> **Zitierter Abschnitt**:
Frage: Ist der Wahl-O-Mat aus Ihrer Sicht als Sozialethiker ein gutes Angebot, um zu klären, welcher Partei man bei der Europawahl seine Stimme geben sollte?

Eggensperger: Es ist ein gutes Angebot, weil man bei der Anwendung nicht nur herausfindet, welche der Parteien man wählen kann, sondern sich durch die Fragen auch mit Themen auseinandersetzt, mit denen man sich ansonsten vermutlich gar nicht beschäftigt. Durch den Wahl-O-Mat ist man herausgefordert, sich diesen Themen zu stellen. Dadurch bekommt man Hinweise darauf, was einzelne Parteien denken, und wird zur weiteren Beschäftigung mit ihren Inhalten angeregt. 

Frage: Haben Sie auch Kritik am Wahl-O-Mat?

> **Bereitgestellte Daten**:

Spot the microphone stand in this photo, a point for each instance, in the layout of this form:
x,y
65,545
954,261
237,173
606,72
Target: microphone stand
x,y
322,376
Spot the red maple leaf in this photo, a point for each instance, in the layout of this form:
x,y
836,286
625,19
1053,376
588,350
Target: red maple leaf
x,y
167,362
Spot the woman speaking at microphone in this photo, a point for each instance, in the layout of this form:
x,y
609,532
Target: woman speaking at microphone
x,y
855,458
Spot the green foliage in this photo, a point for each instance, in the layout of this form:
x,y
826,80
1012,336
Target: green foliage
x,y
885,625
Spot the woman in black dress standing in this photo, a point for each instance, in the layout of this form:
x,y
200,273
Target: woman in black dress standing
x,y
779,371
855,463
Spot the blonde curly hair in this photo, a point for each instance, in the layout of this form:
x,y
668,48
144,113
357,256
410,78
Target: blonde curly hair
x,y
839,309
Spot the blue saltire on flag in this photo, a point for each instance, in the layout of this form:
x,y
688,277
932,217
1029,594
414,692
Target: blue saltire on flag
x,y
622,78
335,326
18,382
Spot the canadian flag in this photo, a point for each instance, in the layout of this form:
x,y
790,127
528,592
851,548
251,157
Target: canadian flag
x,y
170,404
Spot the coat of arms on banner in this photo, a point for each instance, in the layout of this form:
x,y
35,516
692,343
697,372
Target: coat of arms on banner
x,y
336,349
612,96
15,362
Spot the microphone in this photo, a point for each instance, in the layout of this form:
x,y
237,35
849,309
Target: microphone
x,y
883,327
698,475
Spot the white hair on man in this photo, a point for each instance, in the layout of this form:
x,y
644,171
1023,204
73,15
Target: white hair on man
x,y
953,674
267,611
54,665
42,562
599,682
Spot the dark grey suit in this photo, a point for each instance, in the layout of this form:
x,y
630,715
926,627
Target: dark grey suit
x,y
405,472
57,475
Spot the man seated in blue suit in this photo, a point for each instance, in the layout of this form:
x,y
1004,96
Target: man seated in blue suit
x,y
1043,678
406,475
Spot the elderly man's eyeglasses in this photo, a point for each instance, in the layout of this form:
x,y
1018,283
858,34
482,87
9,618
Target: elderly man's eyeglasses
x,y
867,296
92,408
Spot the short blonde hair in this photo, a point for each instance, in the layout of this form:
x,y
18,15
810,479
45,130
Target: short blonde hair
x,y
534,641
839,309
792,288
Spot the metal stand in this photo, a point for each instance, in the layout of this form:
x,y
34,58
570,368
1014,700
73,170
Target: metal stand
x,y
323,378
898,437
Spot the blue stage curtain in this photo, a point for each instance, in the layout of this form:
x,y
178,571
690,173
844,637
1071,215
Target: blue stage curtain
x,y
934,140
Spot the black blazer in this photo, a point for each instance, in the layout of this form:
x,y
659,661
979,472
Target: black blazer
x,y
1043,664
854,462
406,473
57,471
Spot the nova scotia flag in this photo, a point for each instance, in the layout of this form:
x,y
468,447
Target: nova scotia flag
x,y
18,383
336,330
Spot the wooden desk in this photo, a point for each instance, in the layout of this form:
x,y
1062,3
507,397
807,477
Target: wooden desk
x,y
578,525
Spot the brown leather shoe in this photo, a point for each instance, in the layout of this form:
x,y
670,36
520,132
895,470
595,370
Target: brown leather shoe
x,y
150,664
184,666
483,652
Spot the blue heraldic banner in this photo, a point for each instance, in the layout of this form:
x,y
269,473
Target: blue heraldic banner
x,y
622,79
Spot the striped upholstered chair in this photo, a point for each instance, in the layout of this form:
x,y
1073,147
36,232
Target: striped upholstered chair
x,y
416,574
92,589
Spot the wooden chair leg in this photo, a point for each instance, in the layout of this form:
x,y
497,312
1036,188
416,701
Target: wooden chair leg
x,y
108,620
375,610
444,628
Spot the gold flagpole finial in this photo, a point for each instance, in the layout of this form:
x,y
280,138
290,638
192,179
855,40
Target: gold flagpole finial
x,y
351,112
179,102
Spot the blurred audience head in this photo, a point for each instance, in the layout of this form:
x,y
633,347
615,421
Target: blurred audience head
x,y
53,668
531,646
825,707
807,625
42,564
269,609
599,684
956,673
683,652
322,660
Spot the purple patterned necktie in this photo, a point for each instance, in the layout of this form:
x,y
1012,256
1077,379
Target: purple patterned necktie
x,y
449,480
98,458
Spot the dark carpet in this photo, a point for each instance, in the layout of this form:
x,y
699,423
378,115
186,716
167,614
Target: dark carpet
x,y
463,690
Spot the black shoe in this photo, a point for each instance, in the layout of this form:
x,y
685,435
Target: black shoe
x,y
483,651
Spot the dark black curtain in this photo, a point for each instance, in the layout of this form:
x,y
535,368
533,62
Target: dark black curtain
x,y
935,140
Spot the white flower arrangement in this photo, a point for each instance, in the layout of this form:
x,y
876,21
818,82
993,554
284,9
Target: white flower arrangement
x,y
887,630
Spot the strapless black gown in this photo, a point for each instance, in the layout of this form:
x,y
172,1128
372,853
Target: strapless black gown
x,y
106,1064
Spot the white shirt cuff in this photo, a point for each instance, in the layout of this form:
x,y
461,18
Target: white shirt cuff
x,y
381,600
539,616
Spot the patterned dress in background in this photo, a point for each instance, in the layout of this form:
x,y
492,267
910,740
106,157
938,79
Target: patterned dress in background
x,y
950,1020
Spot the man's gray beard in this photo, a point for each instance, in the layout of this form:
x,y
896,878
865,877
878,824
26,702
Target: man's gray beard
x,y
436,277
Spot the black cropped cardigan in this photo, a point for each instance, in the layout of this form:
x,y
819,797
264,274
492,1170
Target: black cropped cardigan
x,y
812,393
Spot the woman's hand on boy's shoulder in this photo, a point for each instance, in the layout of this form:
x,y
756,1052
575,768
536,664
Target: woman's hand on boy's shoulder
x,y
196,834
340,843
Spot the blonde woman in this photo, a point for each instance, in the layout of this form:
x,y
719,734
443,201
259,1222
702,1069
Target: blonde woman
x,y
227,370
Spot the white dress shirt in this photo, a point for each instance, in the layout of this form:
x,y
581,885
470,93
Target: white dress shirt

> **Schriftliche Aufgabe**:
Gib aus dem Interview zum Wahl-O-Mat den Abschnitt von „Frage: Ist der“ bis einschließlich „Kritik am Wahl-O-Mat?“ wortgetreu wieder. Die Daten spielen hierfür keine Rolle.

> **Antwort zur Aufgabe**:
Frage: Ist der Wahl-O-Mat aus Ihrer Sicht als Sozialethiker ein gutes Angebot, um zu klären, welcher Partei man bei der Europawahl seine Stimme geben sollte?

Eggensperger: Es ist ein gutes Angebot, weil man bei der Anwendung nicht nur herausfindet, welche der Parteien man wählen kann, sondern sich durch die Fragen auch mit Themen auseinandersetzt, mit denen man sich ansonsten vermutlich gar nicht beschäftigt. Durch den Wahl-O-Mat ist man herausgefordert, sich diesen Themen zu stellen. Dadurch bekommt man Hinweise darauf, was einzelne Parteien denken, und wird zur weiteren Beschäftigung mit ihren Inhalten angeregt. 

Frage: Haben Sie auch Kritik am Wahl-O-Mat?